#### [PROBLEM DETAILS]
Pictures stay out of the copy. Everything else in the records must be repeated exactly.

Segment Open

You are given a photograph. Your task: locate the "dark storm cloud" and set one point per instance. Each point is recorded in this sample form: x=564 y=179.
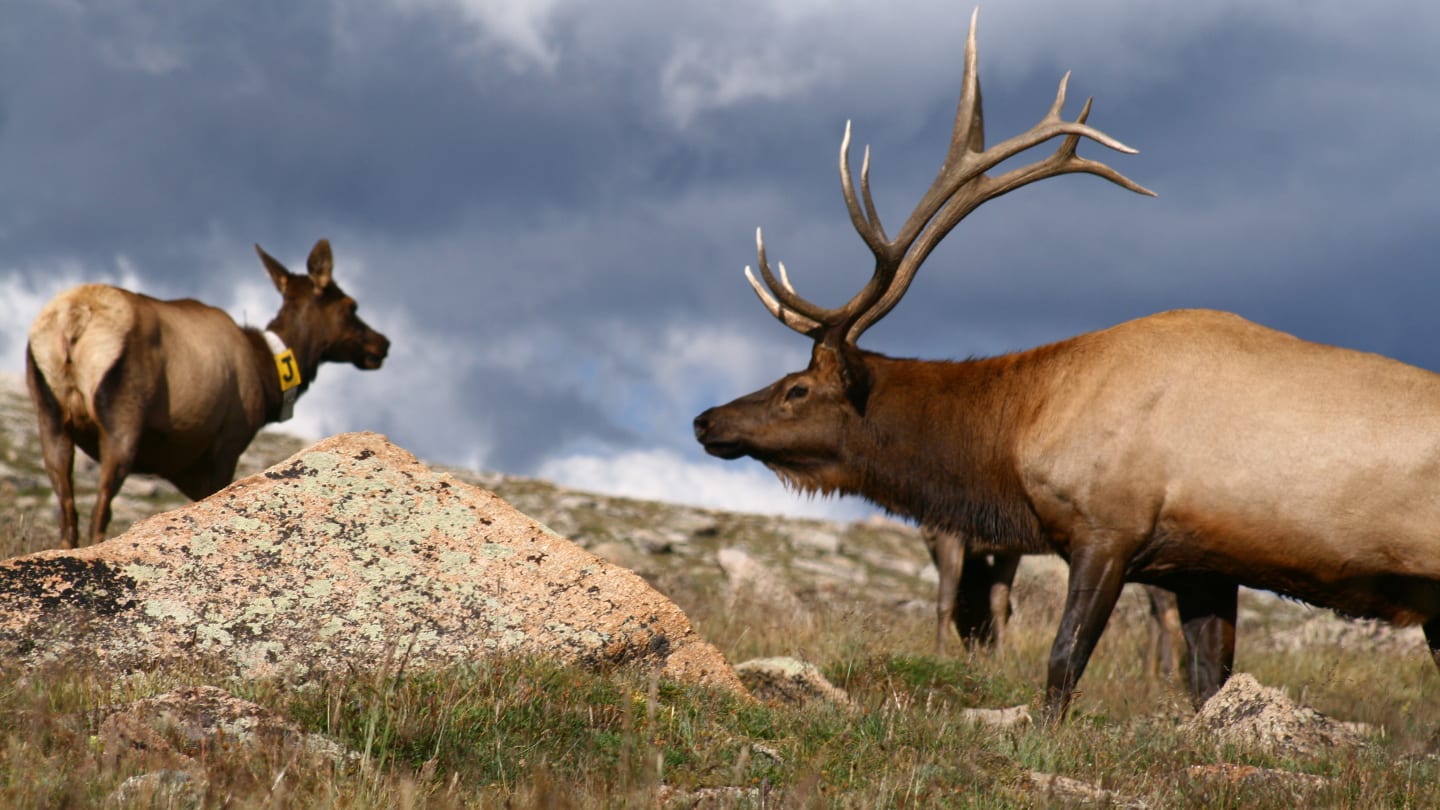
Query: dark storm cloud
x=547 y=203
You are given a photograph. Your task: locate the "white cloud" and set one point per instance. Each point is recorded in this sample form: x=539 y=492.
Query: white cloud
x=663 y=474
x=522 y=28
x=700 y=77
x=23 y=291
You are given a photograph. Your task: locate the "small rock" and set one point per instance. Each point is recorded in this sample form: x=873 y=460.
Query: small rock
x=814 y=541
x=1014 y=717
x=1252 y=776
x=1252 y=715
x=789 y=681
x=1070 y=790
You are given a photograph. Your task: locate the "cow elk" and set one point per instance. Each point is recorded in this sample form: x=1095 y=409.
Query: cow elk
x=1191 y=448
x=177 y=388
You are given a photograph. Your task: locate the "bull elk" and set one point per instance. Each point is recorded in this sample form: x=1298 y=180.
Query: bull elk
x=975 y=582
x=177 y=388
x=1193 y=448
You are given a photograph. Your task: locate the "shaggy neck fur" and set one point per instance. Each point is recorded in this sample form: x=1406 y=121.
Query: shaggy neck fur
x=936 y=443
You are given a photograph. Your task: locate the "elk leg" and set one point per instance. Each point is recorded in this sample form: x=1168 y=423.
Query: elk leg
x=1207 y=613
x=58 y=450
x=1096 y=578
x=1433 y=639
x=1167 y=637
x=948 y=554
x=205 y=477
x=1002 y=580
x=120 y=428
x=974 y=620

Segment Closed

#### [OUTPUT FOR THIS TASK]
You are given a photograph. Your task: locate the "dark storm cloud" and set one point per instance. Each point is recorded in this sample form: x=564 y=179.
Query: dark storm cloud
x=547 y=203
You are given a photograph. Your task: locate the "white cloud" and set one point per instance. Each point is recorded in this sample form: x=539 y=492.
Query: white cloud
x=663 y=474
x=522 y=28
x=700 y=77
x=23 y=291
You are given a photograph. Your task: locate the "small rock" and set one point per instance. Each point is recorded in this sample form: x=873 y=460.
Query: small rock
x=814 y=541
x=1014 y=717
x=1252 y=776
x=1252 y=715
x=789 y=681
x=1070 y=790
You are given a photograph. Your task: locate the "cow elk" and set one point per instance. Each point is recorded in this sample form: x=1095 y=409.
Query: cow elk
x=1191 y=448
x=177 y=388
You are given a photograph. Your task: locate the "bull elk" and set one point per instance. Each point is recorded in this sample form: x=1298 y=180.
Query: bull elk
x=975 y=582
x=177 y=388
x=1193 y=448
You are given a photograph. Your task: locate the "shaggy neck fur" and set one point per instance. Each point is recorded in this sample form: x=1406 y=121.
Query: shaggy neck fur
x=936 y=443
You are given a photograph. Your task: locate the "elk leg" and set one point per instance. Each point is recorded in this sample form: x=1168 y=423.
Query: elk leg
x=1207 y=613
x=58 y=450
x=1096 y=578
x=1433 y=639
x=1167 y=637
x=948 y=554
x=205 y=477
x=1002 y=580
x=120 y=428
x=974 y=620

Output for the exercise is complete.